-------- Dataset records

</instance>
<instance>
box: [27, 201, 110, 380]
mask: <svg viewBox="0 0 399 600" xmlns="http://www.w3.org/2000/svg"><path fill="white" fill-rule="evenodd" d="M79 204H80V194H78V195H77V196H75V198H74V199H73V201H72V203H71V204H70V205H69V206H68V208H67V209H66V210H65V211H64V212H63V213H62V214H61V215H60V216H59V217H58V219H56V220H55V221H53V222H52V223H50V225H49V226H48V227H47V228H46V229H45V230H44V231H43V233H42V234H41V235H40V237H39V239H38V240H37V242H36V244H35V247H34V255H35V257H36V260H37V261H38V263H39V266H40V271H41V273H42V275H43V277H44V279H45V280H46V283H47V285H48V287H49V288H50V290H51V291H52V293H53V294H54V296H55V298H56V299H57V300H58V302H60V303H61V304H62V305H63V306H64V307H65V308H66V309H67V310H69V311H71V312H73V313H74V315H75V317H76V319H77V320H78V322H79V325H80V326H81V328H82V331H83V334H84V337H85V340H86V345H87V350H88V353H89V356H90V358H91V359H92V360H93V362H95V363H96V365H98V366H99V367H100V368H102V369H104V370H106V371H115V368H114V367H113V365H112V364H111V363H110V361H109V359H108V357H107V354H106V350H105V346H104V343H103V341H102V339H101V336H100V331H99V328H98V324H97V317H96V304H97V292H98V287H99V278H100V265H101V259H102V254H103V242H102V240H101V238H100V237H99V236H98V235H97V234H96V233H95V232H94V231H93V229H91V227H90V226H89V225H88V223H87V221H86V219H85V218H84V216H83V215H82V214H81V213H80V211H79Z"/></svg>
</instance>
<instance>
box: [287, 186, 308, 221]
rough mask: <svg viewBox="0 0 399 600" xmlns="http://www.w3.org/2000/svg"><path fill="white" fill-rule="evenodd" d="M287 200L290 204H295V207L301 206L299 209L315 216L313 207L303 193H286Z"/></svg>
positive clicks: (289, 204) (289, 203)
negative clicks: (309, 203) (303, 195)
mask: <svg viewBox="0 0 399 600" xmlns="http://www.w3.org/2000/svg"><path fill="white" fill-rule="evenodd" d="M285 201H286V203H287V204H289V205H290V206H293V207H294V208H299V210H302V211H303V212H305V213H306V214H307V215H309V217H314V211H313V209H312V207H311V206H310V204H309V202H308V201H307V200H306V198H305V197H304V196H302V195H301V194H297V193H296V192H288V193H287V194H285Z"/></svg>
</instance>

----------------

= What the task asks =
Lines from the first one above through the line containing "rough mask: <svg" are to be retyped exactly, both included, and nothing more.

= Completed exercise =
</instance>
<instance>
box: [27, 201, 110, 380]
mask: <svg viewBox="0 0 399 600" xmlns="http://www.w3.org/2000/svg"><path fill="white" fill-rule="evenodd" d="M79 204H80V194H78V195H77V196H75V198H74V199H73V201H72V203H71V204H70V205H69V206H68V208H67V209H66V210H65V211H64V212H63V213H62V214H61V215H60V216H59V217H58V219H56V220H55V221H53V222H52V223H50V225H49V226H48V227H47V228H46V229H45V230H44V231H43V233H42V234H41V235H40V237H39V239H38V240H37V242H36V244H35V247H34V255H35V257H36V260H37V261H38V263H39V266H40V271H41V273H42V275H43V277H44V279H45V280H46V283H47V285H48V287H49V288H50V290H51V291H52V293H53V294H54V296H55V298H56V299H57V300H58V302H60V303H61V304H62V305H63V306H64V307H65V308H66V309H67V310H69V311H71V312H73V313H74V315H75V317H76V319H77V320H78V322H79V325H80V326H81V328H82V331H83V334H84V337H85V340H86V345H87V350H88V353H89V356H90V358H91V359H92V360H93V362H95V363H96V365H98V366H99V367H100V368H102V369H104V370H106V371H115V368H114V367H113V365H112V364H111V363H110V361H109V359H108V357H107V354H106V350H105V346H104V343H103V341H102V339H101V336H100V331H99V328H98V324H97V317H96V304H97V292H98V287H99V278H100V265H101V259H102V254H103V242H102V240H101V238H100V237H99V236H98V235H97V234H96V233H95V232H94V231H93V229H91V227H90V226H89V225H88V223H87V221H86V219H85V218H84V216H83V215H82V214H81V213H80V211H79Z"/></svg>
</instance>
<instance>
box: [287, 186, 308, 221]
rough mask: <svg viewBox="0 0 399 600" xmlns="http://www.w3.org/2000/svg"><path fill="white" fill-rule="evenodd" d="M287 200L290 204H295V207L301 206L299 209L315 216L313 207L303 193H286Z"/></svg>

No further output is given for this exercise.